--- BEGIN EXTRACT ---

But, but, we really can’t say that either an expression is an olfesc or it isn’t; variation is everywhere, and everything is in flux. Would it be preposterous to say that nibling is ca. .63 olfesc and trending upwards? (That’s roughly my current guess: now fairly widely known, but still restricted to scattered speech communities.)

The secrets of neologistic success. The handbook here is Allan Metcalf’s Predicting New Words: The Secrets of Their Success (Houghton Mifflin Harcourt, 2004). The publisher’s blurb:

Have you ever aspired to gain linguistic immortality by making up a word? Many people — such famous writers as Jonathan Swift, Lewis Carroll, and Dr. Seuss, along with many lesser-knowns — have coined new words that have endured. But most of the new words people put forward fail to find favor. Why are some new words adopted, while others are ignored? Allan Metcalf explores this question in his fascinating look at new-word creation.

--- END EXTRACT ---

▶ PROBLEM A:
Edit the part of the neologism extract that opens with the words containing "The secrets of neologistic" and closes with "at new-word creation.", changing "fascinating" to "absorbing".
The neologism extract and the entries after it are unrelated to each other.

--- BEGIN SUPPLIED DATA ---

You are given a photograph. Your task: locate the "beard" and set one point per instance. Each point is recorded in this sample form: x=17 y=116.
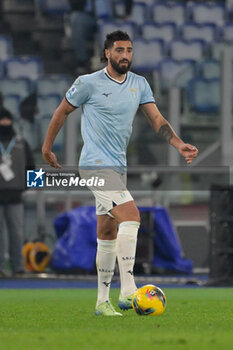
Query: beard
x=117 y=66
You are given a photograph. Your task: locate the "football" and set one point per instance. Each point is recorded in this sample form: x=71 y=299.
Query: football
x=149 y=300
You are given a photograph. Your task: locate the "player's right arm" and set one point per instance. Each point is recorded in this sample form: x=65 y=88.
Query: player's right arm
x=57 y=121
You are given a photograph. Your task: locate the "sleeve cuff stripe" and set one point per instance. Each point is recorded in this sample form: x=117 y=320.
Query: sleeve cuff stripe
x=144 y=103
x=71 y=103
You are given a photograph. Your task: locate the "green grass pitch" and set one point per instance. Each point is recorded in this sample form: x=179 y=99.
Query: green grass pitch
x=198 y=319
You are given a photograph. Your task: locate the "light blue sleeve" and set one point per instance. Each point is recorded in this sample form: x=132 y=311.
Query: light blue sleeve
x=78 y=93
x=146 y=93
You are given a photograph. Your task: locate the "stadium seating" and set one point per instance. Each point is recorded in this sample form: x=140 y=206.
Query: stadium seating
x=182 y=50
x=205 y=32
x=209 y=68
x=227 y=32
x=147 y=54
x=164 y=31
x=55 y=85
x=139 y=13
x=218 y=47
x=204 y=95
x=174 y=13
x=24 y=67
x=6 y=48
x=208 y=13
x=178 y=73
x=11 y=102
x=19 y=87
x=54 y=7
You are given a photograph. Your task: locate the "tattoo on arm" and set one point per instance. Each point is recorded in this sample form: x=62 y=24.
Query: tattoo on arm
x=165 y=132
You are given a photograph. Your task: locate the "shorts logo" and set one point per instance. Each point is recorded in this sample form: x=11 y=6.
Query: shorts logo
x=35 y=178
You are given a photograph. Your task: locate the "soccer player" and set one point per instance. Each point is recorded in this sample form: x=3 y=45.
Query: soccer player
x=110 y=98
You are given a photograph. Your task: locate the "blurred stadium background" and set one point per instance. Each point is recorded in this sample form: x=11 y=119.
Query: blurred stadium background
x=185 y=50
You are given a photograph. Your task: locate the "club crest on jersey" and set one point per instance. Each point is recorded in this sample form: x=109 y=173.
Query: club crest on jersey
x=133 y=90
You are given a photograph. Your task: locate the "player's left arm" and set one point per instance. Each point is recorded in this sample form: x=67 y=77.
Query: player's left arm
x=165 y=131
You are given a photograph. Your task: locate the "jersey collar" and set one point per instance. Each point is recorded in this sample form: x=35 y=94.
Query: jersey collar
x=116 y=81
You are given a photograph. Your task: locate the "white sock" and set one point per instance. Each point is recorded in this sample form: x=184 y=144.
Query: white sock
x=126 y=250
x=105 y=263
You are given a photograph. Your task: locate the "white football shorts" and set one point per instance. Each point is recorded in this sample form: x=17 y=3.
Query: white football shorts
x=113 y=193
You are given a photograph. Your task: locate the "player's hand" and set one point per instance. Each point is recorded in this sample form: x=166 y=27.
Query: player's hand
x=189 y=152
x=51 y=159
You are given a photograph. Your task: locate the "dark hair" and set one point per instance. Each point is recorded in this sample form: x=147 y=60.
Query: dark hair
x=4 y=113
x=111 y=38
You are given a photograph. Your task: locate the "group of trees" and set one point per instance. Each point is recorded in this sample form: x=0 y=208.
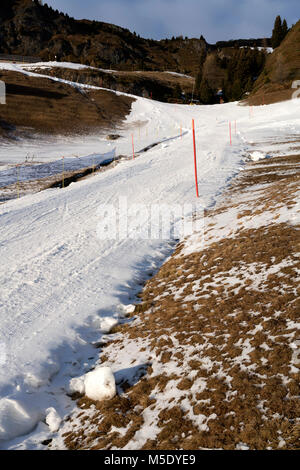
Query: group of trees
x=242 y=67
x=279 y=32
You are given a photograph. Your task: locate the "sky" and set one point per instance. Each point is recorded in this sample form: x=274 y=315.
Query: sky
x=217 y=20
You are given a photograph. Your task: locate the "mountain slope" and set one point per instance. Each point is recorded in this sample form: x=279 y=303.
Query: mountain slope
x=281 y=69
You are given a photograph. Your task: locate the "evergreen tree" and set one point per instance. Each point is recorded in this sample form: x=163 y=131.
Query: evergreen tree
x=284 y=29
x=206 y=93
x=277 y=33
x=237 y=90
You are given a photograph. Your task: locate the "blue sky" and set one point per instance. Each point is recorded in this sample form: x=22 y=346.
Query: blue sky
x=215 y=19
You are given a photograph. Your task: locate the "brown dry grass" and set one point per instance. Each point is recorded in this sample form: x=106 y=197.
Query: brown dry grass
x=46 y=106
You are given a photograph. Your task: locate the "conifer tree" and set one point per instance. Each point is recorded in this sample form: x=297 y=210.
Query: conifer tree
x=277 y=32
x=284 y=29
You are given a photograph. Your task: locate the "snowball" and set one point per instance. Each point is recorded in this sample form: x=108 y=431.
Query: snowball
x=76 y=385
x=53 y=419
x=256 y=156
x=16 y=419
x=129 y=308
x=105 y=324
x=100 y=384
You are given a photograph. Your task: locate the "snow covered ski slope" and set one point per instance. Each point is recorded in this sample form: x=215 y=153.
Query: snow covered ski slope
x=63 y=286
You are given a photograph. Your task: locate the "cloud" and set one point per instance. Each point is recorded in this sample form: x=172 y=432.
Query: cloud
x=215 y=19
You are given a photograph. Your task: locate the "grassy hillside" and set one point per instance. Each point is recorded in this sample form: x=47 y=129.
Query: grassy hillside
x=42 y=105
x=281 y=69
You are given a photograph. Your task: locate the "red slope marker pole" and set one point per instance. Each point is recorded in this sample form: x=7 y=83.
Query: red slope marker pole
x=195 y=159
x=132 y=147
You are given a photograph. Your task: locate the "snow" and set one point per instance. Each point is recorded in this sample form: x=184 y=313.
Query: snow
x=16 y=418
x=100 y=384
x=256 y=156
x=53 y=419
x=62 y=287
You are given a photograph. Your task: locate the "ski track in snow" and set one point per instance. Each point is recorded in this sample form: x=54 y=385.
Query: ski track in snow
x=58 y=279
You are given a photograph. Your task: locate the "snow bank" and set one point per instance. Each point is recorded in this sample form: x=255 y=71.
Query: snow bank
x=98 y=385
x=16 y=418
x=53 y=419
x=256 y=156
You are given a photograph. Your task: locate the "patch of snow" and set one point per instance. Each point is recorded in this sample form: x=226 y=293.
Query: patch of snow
x=53 y=419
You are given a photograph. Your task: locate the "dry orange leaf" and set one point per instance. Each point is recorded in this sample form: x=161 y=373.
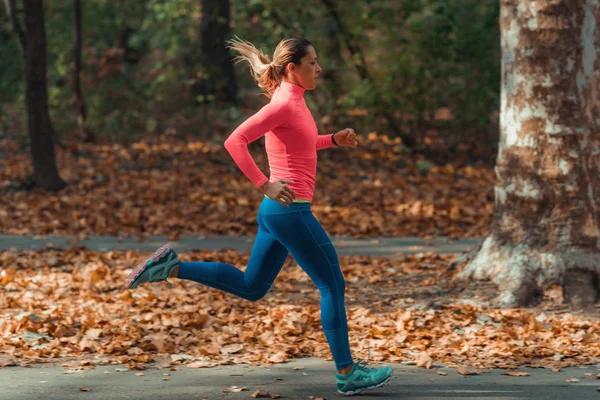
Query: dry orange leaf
x=516 y=373
x=234 y=389
x=464 y=370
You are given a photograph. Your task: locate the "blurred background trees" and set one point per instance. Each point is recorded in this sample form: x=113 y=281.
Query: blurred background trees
x=419 y=69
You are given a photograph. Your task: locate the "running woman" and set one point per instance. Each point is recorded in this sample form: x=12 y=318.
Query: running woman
x=285 y=220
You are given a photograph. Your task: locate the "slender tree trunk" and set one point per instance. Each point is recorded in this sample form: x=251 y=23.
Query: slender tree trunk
x=80 y=108
x=16 y=25
x=39 y=124
x=219 y=80
x=546 y=222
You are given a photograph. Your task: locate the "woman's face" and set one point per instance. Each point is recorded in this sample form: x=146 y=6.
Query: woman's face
x=307 y=72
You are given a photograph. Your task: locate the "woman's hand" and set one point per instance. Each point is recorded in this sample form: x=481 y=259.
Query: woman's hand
x=346 y=137
x=279 y=191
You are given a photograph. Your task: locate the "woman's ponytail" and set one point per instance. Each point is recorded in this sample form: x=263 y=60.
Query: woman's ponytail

--- END SUPPLIED DATA ---

▶ PROBLEM B:
Render the entries as a Markdown table with the columns Row and Line, one numbered row per line and blank lines left out, starting at the line containing "form: x=481 y=259." and ending at the last line of the entries.

▶ FULL OUTPUT A:
The secrets of neologistic success. The handbook here is Allan Metcalf’s Predicting New Words: The Secrets of Their Success (Houghton Mifflin Harcourt, 2004). The publisher’s blurb:

Have you ever aspired to gain linguistic immortality by making up a word? Many people — such famous writers as Jonathan Swift, Lewis Carroll, and Dr. Seuss, along with many lesser-knowns — have coined new words that have endured. But most of the new words people put forward fail to find favor. Why are some new words adopted, while others are ignored? Allan Metcalf explores this question in his absorbing look at new-word creation.

▶ FULL OUTPUT B:
| Row | Line |
|---|---|
| 1 | You are given a photograph. Your task: locate the "woman's hand" and set one point per instance. Each point is recorded in this sample form: x=481 y=259. |
| 2 | Query: woman's hand |
| 3 | x=346 y=137 |
| 4 | x=279 y=191 |
| 5 | You are given a photograph. Your task: locate the "woman's ponytail" and set one point per instance. Each point is recorded in this sample form: x=263 y=60. |
| 6 | Query: woman's ponytail |